Goal of the exercise: Please render the material as a Markdown table with the columns "Row" and "Material line", one line per row and blank lines left out. Begin at the line that contains "Definition first: for each instance of the arm" and stop after the line that contains "[[466, 296]]".

Dataset entries:
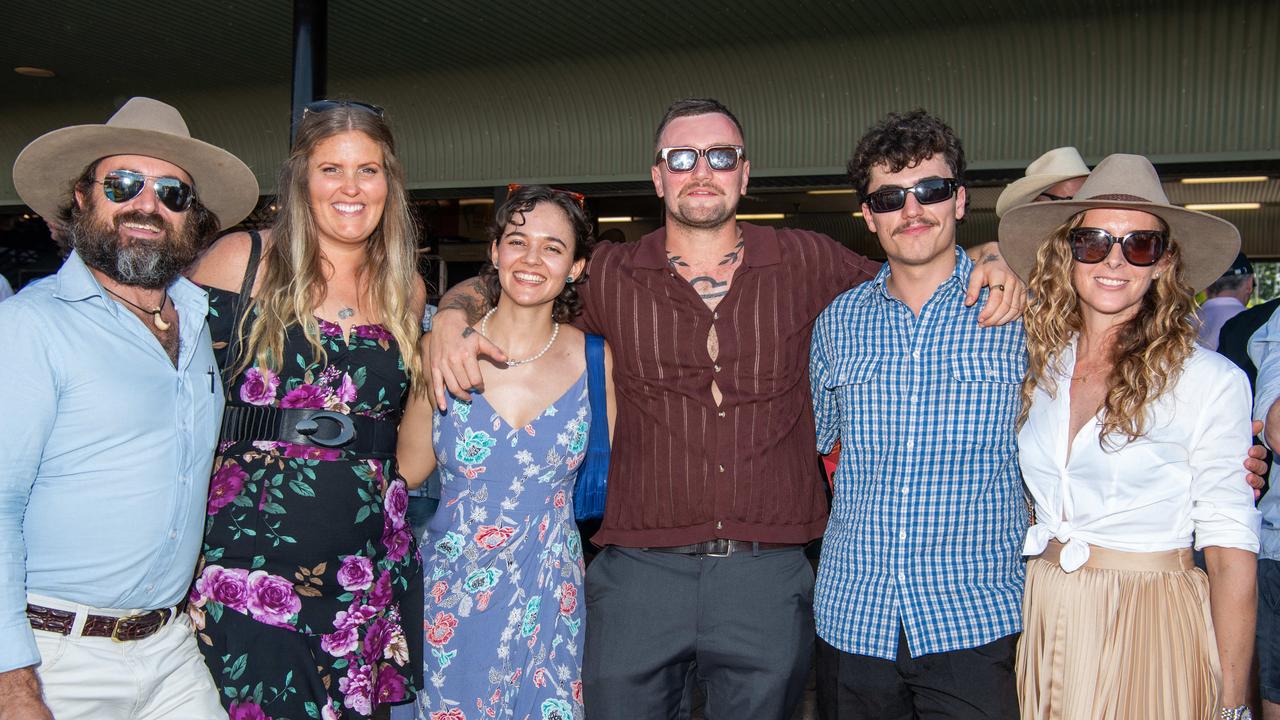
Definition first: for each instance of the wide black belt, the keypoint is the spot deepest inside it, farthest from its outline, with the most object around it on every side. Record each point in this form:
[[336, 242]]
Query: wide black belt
[[318, 428]]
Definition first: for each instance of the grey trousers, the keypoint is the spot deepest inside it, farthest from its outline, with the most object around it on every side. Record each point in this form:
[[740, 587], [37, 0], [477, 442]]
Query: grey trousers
[[743, 625]]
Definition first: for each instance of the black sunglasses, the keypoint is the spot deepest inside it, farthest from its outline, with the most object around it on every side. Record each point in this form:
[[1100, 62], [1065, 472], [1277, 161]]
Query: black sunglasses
[[720, 158], [321, 105], [1139, 247], [122, 186], [927, 192]]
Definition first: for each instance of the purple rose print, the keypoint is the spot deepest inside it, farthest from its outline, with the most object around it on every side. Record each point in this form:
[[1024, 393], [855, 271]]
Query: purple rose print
[[357, 688], [380, 595], [272, 600], [225, 586], [224, 486], [391, 686], [356, 573], [396, 505], [373, 332], [347, 390], [339, 643], [260, 386], [306, 396], [246, 710]]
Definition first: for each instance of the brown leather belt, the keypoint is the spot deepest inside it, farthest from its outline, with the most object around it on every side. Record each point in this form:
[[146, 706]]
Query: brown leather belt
[[119, 629], [722, 547]]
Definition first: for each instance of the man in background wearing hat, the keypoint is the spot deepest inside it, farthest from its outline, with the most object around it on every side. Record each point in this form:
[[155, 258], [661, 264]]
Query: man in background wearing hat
[[1225, 299], [112, 417], [1054, 176]]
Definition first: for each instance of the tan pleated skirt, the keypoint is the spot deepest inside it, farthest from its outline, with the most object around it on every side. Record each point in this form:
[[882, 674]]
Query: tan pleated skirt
[[1125, 637]]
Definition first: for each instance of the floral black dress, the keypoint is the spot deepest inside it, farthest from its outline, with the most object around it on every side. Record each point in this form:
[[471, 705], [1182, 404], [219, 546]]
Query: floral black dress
[[310, 573]]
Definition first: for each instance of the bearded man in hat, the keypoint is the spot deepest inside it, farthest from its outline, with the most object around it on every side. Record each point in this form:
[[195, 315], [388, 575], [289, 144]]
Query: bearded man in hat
[[113, 417]]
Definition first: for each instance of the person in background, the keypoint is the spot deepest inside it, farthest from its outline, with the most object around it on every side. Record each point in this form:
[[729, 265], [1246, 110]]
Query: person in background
[[310, 580], [1225, 299], [112, 423], [1130, 443]]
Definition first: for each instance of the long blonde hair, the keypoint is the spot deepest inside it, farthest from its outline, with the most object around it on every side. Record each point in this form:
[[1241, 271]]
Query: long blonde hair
[[1147, 352], [293, 283]]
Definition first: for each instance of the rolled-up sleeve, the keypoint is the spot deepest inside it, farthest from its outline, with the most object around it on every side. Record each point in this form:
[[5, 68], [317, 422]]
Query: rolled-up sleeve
[[1223, 506], [826, 409], [28, 396]]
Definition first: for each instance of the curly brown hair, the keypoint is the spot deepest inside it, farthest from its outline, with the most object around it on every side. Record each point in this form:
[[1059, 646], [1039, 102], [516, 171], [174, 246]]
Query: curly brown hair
[[1148, 351], [567, 304], [904, 140]]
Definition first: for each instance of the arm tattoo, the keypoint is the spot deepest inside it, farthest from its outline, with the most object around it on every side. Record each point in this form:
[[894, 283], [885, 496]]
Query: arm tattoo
[[466, 296]]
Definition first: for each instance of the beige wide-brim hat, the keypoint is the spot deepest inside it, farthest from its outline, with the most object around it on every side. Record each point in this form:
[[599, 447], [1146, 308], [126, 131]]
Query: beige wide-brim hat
[[46, 168], [1208, 245]]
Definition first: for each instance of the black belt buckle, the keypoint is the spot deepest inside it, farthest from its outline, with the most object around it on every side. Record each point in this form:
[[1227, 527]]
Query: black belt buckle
[[337, 428]]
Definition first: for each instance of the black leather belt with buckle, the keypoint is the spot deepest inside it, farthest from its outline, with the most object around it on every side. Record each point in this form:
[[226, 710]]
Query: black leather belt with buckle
[[722, 547], [320, 428]]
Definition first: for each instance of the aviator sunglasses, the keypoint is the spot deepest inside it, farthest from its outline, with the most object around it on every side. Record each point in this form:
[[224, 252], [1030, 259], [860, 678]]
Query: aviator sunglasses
[[122, 186], [720, 158], [927, 192], [1139, 247]]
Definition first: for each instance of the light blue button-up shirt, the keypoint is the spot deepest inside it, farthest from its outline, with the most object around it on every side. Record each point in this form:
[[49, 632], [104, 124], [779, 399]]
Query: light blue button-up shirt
[[105, 451]]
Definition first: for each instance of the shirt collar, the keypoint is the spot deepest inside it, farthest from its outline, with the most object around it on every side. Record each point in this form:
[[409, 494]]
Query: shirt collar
[[74, 282], [762, 247]]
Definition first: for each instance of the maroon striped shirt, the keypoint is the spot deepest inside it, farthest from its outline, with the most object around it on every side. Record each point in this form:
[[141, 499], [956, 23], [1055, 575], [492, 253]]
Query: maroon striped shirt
[[682, 469]]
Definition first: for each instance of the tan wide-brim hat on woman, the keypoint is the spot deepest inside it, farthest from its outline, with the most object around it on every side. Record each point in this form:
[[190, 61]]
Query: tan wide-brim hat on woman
[[45, 169], [1208, 245], [1043, 173]]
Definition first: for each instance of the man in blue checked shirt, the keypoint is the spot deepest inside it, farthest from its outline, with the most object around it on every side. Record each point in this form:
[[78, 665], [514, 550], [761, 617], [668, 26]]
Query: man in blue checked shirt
[[918, 598]]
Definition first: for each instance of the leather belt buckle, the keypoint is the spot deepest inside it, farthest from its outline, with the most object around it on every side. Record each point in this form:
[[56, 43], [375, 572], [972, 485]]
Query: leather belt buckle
[[341, 429]]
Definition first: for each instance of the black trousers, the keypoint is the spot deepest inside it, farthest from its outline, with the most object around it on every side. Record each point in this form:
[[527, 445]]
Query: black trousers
[[743, 625], [964, 684]]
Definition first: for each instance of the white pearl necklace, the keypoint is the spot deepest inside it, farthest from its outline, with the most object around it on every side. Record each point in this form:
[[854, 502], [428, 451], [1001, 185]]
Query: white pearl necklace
[[484, 331]]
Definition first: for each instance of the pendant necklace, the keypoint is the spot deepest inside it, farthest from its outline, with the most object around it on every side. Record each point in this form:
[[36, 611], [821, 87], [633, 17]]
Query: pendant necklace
[[484, 331], [155, 314]]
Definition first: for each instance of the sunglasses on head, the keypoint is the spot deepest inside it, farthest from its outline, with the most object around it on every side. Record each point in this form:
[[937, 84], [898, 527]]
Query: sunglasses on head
[[122, 186], [575, 196], [720, 158], [1139, 247], [927, 192], [321, 105]]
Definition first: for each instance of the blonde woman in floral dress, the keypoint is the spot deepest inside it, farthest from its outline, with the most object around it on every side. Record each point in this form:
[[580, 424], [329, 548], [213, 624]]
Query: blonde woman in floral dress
[[503, 573]]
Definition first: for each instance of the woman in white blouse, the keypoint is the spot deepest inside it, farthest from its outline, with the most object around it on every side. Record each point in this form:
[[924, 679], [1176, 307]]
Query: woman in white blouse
[[1130, 445]]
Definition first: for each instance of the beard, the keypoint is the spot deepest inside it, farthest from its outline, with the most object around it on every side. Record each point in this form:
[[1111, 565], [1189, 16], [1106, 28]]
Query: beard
[[151, 264]]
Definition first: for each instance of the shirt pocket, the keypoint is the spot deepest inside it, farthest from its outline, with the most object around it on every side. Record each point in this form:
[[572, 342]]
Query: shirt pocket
[[854, 382], [984, 396]]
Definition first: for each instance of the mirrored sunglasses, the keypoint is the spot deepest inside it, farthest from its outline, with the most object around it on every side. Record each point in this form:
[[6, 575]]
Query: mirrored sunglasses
[[122, 186], [1139, 247], [720, 158], [927, 192]]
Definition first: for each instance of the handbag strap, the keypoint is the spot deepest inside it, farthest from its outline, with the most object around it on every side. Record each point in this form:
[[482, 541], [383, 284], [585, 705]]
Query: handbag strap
[[595, 388], [241, 306]]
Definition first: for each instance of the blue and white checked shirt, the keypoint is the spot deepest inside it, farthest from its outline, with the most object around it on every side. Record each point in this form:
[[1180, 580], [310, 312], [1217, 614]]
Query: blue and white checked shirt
[[928, 518]]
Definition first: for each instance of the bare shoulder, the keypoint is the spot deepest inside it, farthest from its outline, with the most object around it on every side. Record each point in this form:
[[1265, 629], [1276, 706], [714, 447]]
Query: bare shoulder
[[223, 264]]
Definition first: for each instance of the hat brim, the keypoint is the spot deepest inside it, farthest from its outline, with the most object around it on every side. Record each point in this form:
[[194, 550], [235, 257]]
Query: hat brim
[[1024, 190], [44, 172], [1207, 244]]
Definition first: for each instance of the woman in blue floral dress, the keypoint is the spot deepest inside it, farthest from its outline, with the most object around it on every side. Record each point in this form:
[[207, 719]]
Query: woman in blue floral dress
[[503, 569], [310, 573]]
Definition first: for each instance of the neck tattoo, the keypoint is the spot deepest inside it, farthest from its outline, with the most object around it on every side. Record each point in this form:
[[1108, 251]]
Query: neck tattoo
[[160, 324], [484, 331]]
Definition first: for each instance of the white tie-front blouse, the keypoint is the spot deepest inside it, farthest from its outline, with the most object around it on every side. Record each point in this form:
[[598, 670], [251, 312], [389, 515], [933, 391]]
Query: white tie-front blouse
[[1184, 475]]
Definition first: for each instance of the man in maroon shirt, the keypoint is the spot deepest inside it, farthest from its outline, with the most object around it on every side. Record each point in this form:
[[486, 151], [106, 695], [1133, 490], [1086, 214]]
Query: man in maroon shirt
[[714, 486]]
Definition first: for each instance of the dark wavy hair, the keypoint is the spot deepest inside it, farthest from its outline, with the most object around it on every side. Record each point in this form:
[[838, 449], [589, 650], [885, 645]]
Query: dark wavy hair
[[522, 200], [202, 220], [690, 106], [903, 140]]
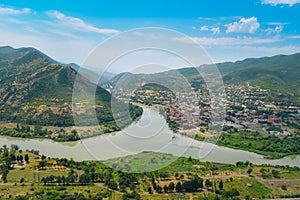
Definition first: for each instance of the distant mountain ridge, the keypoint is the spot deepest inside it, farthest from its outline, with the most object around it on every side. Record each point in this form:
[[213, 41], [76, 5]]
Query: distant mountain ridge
[[36, 89], [279, 73]]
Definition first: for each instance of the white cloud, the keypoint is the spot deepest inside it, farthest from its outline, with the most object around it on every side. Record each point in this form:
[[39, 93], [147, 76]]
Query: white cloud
[[204, 28], [226, 41], [277, 29], [295, 37], [245, 25], [12, 11], [281, 2], [215, 30], [79, 24]]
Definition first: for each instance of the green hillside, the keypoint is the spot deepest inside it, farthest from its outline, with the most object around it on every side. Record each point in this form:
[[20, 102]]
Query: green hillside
[[35, 89], [280, 74]]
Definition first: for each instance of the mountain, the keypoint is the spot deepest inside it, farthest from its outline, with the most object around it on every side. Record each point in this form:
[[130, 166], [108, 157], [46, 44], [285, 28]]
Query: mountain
[[280, 74], [36, 89]]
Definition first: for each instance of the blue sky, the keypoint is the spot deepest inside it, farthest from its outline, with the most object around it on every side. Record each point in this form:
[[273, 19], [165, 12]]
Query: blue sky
[[228, 30]]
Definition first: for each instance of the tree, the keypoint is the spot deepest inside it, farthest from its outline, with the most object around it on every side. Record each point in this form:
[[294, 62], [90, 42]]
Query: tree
[[166, 189], [26, 158], [171, 187], [221, 185], [178, 187], [208, 183], [42, 164], [150, 190]]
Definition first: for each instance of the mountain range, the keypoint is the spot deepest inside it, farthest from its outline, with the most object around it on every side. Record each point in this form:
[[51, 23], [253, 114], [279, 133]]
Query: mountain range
[[280, 74], [36, 89]]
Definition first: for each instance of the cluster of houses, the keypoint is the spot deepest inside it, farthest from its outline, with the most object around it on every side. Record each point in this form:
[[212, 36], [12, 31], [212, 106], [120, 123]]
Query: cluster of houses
[[247, 107]]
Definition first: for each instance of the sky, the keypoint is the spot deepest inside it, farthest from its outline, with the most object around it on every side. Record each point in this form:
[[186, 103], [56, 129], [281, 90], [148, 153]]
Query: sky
[[231, 30]]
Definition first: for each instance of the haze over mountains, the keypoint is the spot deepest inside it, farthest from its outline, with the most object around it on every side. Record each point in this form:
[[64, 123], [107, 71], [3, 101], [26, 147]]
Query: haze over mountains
[[36, 89], [280, 74]]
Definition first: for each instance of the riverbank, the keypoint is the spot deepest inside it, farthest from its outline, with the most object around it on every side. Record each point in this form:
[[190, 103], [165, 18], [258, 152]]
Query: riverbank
[[150, 133]]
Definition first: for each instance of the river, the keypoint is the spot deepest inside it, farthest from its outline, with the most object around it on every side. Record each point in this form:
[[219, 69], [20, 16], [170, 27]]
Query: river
[[150, 133]]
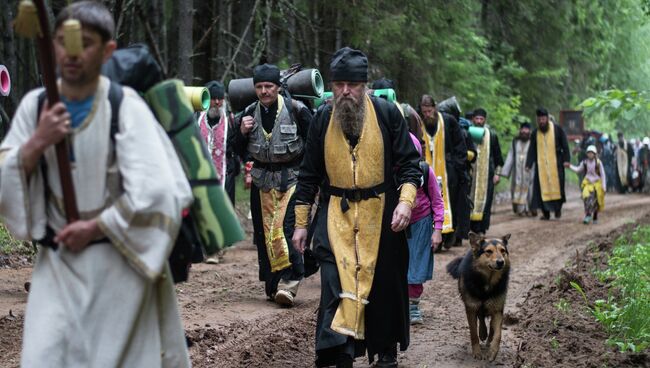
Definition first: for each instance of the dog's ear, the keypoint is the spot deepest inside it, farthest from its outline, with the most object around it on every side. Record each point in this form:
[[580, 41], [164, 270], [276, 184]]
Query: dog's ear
[[505, 239], [475, 241]]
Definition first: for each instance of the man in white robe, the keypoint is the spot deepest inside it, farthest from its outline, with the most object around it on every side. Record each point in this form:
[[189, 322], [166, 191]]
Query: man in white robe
[[515, 168], [104, 297]]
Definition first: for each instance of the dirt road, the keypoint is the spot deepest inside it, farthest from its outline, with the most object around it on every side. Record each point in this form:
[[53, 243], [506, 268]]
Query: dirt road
[[232, 324]]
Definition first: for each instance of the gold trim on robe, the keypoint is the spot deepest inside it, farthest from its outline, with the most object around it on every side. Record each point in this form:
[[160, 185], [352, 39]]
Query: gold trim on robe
[[354, 235], [622, 163], [481, 177], [435, 157], [274, 208], [549, 179]]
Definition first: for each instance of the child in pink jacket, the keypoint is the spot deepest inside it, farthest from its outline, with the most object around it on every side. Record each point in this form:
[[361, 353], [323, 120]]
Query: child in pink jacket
[[425, 235]]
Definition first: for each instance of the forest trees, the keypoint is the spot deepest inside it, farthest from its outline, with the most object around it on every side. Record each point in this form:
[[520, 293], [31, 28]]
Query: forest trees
[[507, 56]]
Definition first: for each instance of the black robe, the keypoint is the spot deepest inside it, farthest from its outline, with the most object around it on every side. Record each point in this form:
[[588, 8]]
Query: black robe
[[562, 154], [496, 160], [463, 202], [387, 314], [302, 118]]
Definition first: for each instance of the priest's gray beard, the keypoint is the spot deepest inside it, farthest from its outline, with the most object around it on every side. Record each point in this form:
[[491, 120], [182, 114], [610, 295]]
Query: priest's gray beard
[[350, 114], [214, 112]]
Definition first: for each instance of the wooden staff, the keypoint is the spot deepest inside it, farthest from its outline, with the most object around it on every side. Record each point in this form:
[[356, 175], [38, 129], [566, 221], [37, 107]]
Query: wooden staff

Solution for this exercise:
| Row | Material line |
|---|---|
| 1 | Definition first: for each instance of the arm tattoo, the keypoint is the spot deepest inside it, farthest from its outline, with the most object around it on every side. Record each point in this form: |
| 2 | [[894, 283], [885, 496]] |
| 3 | Query: arm tattoo |
| 4 | [[466, 296]] |